(Natural language region descriptions)
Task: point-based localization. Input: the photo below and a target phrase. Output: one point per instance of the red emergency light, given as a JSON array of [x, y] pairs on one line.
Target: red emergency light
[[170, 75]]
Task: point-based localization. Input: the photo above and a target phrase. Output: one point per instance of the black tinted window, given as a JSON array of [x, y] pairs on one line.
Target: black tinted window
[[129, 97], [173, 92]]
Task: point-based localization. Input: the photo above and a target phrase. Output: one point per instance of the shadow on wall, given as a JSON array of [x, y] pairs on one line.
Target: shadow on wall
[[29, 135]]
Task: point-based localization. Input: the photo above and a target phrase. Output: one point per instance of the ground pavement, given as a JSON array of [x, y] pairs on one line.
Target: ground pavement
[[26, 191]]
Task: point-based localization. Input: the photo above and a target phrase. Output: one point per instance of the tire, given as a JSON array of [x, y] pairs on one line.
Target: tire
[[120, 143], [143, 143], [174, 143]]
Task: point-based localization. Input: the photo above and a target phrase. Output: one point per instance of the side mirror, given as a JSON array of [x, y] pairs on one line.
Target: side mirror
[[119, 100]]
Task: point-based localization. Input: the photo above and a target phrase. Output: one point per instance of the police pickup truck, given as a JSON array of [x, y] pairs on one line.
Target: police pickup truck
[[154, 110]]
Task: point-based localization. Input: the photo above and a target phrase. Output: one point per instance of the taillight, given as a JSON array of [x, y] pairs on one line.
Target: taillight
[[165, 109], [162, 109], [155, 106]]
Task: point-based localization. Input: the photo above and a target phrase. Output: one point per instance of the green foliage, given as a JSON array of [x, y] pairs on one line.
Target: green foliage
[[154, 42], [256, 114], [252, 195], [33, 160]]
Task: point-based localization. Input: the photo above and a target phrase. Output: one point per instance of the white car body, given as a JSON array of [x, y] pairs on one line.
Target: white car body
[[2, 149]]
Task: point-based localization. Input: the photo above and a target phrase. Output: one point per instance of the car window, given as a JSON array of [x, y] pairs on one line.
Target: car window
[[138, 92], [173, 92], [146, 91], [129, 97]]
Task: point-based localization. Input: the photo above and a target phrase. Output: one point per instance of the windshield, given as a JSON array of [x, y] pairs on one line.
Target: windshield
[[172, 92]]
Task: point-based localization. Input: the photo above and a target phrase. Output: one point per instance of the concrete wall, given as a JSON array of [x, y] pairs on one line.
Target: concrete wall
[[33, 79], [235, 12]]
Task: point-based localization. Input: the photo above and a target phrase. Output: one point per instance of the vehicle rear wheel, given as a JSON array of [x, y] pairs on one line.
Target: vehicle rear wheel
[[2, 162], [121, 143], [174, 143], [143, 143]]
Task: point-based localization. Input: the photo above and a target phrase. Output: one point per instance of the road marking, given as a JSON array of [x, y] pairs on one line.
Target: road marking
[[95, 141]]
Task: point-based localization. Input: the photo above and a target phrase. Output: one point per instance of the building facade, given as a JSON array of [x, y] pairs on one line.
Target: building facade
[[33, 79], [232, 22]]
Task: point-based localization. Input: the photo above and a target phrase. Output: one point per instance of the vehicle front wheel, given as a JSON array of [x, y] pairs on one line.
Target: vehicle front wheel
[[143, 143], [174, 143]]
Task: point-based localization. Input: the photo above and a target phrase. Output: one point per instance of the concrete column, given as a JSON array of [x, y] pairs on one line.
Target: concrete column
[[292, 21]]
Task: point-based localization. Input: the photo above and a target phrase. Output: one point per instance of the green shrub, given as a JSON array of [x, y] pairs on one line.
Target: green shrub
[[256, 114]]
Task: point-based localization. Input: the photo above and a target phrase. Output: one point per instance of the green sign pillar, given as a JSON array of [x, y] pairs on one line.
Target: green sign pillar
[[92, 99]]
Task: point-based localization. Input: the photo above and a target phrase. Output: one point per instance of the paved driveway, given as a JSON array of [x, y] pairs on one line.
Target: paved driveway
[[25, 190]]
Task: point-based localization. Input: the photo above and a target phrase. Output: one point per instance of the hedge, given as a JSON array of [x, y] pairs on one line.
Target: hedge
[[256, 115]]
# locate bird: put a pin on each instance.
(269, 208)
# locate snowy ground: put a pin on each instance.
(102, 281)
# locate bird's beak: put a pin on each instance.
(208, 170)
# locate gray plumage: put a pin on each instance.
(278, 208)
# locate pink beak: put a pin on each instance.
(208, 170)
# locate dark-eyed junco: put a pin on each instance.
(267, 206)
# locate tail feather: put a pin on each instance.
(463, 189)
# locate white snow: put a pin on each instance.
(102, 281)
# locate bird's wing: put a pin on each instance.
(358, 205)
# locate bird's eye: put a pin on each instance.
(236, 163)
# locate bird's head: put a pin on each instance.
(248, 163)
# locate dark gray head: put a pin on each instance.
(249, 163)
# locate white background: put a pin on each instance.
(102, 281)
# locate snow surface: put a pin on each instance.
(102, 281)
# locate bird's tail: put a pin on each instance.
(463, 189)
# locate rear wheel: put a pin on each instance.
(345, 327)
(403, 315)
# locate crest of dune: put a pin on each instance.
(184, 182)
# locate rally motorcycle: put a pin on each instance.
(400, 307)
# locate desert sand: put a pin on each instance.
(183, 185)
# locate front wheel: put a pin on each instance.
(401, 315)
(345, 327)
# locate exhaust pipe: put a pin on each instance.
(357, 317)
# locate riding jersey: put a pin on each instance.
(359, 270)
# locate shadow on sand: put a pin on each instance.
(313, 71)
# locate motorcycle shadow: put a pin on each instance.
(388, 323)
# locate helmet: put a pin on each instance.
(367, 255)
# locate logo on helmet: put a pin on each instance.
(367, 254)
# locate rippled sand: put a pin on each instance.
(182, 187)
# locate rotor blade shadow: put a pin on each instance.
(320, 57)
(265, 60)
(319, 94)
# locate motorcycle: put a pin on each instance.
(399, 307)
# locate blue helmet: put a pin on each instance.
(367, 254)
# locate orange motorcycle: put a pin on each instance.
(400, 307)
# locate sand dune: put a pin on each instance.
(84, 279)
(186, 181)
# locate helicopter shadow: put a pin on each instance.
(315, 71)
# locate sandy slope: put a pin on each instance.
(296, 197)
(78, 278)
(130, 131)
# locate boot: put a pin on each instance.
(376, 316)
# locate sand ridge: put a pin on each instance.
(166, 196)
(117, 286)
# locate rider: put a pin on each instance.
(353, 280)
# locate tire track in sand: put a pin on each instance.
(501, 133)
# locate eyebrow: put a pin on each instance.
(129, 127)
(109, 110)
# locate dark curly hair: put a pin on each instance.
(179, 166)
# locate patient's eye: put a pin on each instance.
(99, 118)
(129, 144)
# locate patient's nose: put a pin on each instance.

Work to be completed: All of the records above are to be printed again exactly as they appear.

Result of the exercise:
Task: point-based localization. Input: the photo below and a target phrase. Output: one point per instance of the red emergency light, given as a JSON array of [x, y] pairs on one line.
Target: red emergency light
[[170, 75]]
Task: point-based localization. Input: the photo above and a target phrase. Output: one point per instance of the black tinted window, given as a JSON array of [x, y] pairs on one line.
Target: black tinted window
[[129, 97], [173, 92]]
Task: point-based localization. Input: the photo above and a target phrase. Output: one point per instance of the shadow on wall, given as a JSON array of [x, y] pairs on one line.
Target: shadow on wall
[[29, 135]]
Task: point-based localization. Input: the photo above and a target phrase. Output: one point per instance of the ground pavement, given as a JSON array of [x, y] pairs on one line.
Target: ground pavement
[[26, 191]]
Task: point-based localization. Input: the photo above and a target phrase. Output: one point per instance of the tire, given as a JSON array of [x, y] pairs on one line.
Target: tire
[[120, 143], [143, 143], [174, 143]]
Task: point-based localization. Input: the photo above and a target phrase. Output: one point per instance of the side mirror, given as a JSON array of [x, y] pairs on one line.
Target: side mirror
[[119, 100]]
Task: point-based localization. Input: the photo above and a target phrase. Output: one point per instance of the police pickup truck, given as a JSON array of [x, y] pairs on one line.
Target: police pickup truck
[[154, 110]]
Task: point-based localization. Input: the photo above and a target phrase. Output: one point per instance of the taillight, given as a JSON array of [x, y] pairs on one line.
Target: taillight
[[165, 109], [162, 109], [155, 106]]
Task: point-based localization. Input: the photo above and a target phrase. Output: one point per instance of the green foliage, given as a JSON array of [x, y] pairs on one line.
Target: green foliage
[[154, 42], [256, 114], [252, 195], [33, 160]]
Task: point-based localization. Input: the photo above and a target phrase. Output: one point per instance of the white car body, given as a JSON array of [x, y] pairs on one line.
Target: white car body
[[2, 149]]
Task: point-based localization. Input: the photo above and a target phrase. Output: one point per instance of the car window, given as a JSON array of [x, y] pairs on one line.
Target: car window
[[138, 92], [173, 92], [146, 91], [129, 97]]
Task: point-based localization. Input: the photo above and a target phrase. Output: one point per instance of the windshield, given as a JSON array of [x, y] pairs on one line.
Target: windshield
[[172, 92]]
Task: point-based localization. Input: the photo above and a target phrase. Output: one point per instance of the concrete wall, given as a JSON array of [x, y] pairs on one line.
Target: concrete wall
[[33, 79], [235, 12]]
Task: point-based localization. Input: the photo above and a target phrase. Output: one point per instance of the vehicle rear wheel, given as a JSON array of [x, y] pairs on one line.
Target: vehicle rear wheel
[[2, 162], [121, 143], [174, 143], [143, 143]]
Task: point-based localization. Input: the photo above and a target phrase. Output: one point per instance of the road marking, given as a JSON array of [x, y] pairs on one line.
Target: road marking
[[95, 141]]
Task: point-based localization. Input: the photo above and a target phrase. Output: one point per instance of the building facade, given as a JSON array of [x, y] pairs on one line.
Target: building facade
[[33, 79], [232, 22]]
Task: point-based localization. Input: the photo above and a target phrase. Output: one point per instance of the vehicle front wheel, given as a JSON array of [x, y] pairs on one line.
Target: vehicle front wheel
[[143, 143], [174, 143]]
Task: point-based localization. Input: the photo above and a target phrase. Output: one point per instance of the concrete column, given as a JSON array of [x, y] pairs on one line.
Target: concrete column
[[292, 21]]
Task: point-based localization. Input: the photo above and a target phrase. Output: one point per instance of the green shrub, given as a JSON array of [x, y] pairs on one line.
Target: green shrub
[[256, 114]]
Task: point-based localization. Input: the photo above and a target phrase. Output: one point per instance of the green sign pillar, given as a JSON array of [x, y] pairs on one line.
Target: green sign pillar
[[92, 99]]
Task: point-based localization. Input: the photo above and a target phrase. Output: one point per instance of the paved driveway, given as a JSON array of [x, y] pairs on one line.
Target: paved driveway
[[25, 190]]
Task: point-based localization. Input: the photo above and a target phrase. Output: one point per instance of the hedge, given as a JSON array of [x, y] pairs on one line.
Target: hedge
[[256, 115]]
# locate bird: put a pin on each instance.
(269, 208)
# locate snowy ground: put a pin on each instance.
(102, 281)
# locate bird's beak: put a pin on each instance.
(208, 170)
# locate gray plumage: put a pin on each instance.
(278, 208)
# locate pink beak: put a pin on each instance.
(208, 170)
# locate dark-eyed junco: put a pin on each instance.
(267, 206)
# locate tail feather: put a pin on each instance.
(463, 189)
# locate white snow: put a pin on each instance.
(102, 281)
# locate bird's wing: put a pin on each instance.
(358, 205)
# locate bird's eye: put a pin on each instance.
(236, 163)
# locate bird's head: put a pin on each instance.
(248, 163)
# locate dark gray head: put a pin on each instance.
(249, 163)
# locate white background: put a pin on each instance.
(102, 281)
# locate snow surface: put a pin on each instance.
(102, 281)
# locate bird's tail: put a pin on each instance.
(463, 189)
# locate rear wheel: put a pin on each instance.
(345, 327)
(403, 315)
# locate crest of dune: put a pin on each instance.
(184, 182)
# locate rally motorcycle: put a pin on each instance.
(400, 307)
# locate desert sand: put a pin on each instance.
(183, 185)
# locate front wheel: put a pin on each instance.
(401, 315)
(345, 327)
# locate exhaust pipe: put a pin on each instance.
(357, 317)
# locate riding jersey: put a pin on each instance.
(359, 270)
# locate shadow on sand: put a pin on each instance.
(313, 71)
# locate motorcycle shadow: put a pin on each instance.
(388, 323)
# locate helmet: put a pin on each instance.
(367, 255)
# locate logo on helmet: put a pin on each instance.
(367, 254)
# locate rippled sand: put a pin on each instance.
(182, 187)
# locate rotor blade shadow: put a pin on each instance.
(320, 57)
(265, 60)
(319, 94)
# locate motorcycle: put a pin on each instance.
(399, 307)
# locate blue helmet: put a pin on each instance.
(367, 254)
# locate orange motorcycle: put a pin on each instance.
(400, 307)
# locate sand dune: put a pin on each instance.
(84, 279)
(186, 181)
# locate helicopter shadow: put a pin on each instance.
(315, 71)
# locate sandy slope: put a pin on each instance.
(296, 197)
(78, 278)
(130, 131)
# locate boot: put a pin on each instance.
(376, 316)
# locate sand ridge: put a pin on each instance.
(166, 196)
(117, 286)
# locate rider: put a pin on each instance.
(353, 280)
# locate tire track in sand: put a pin on each instance.
(501, 133)
# locate eyebrow: put a pin on each instance.
(129, 127)
(109, 110)
# locate dark curly hair: put a pin on each instance.
(179, 166)
# locate patient's eye: put a pin on each instance.
(99, 118)
(129, 144)
# locate patient's nose: put a pin on each instance.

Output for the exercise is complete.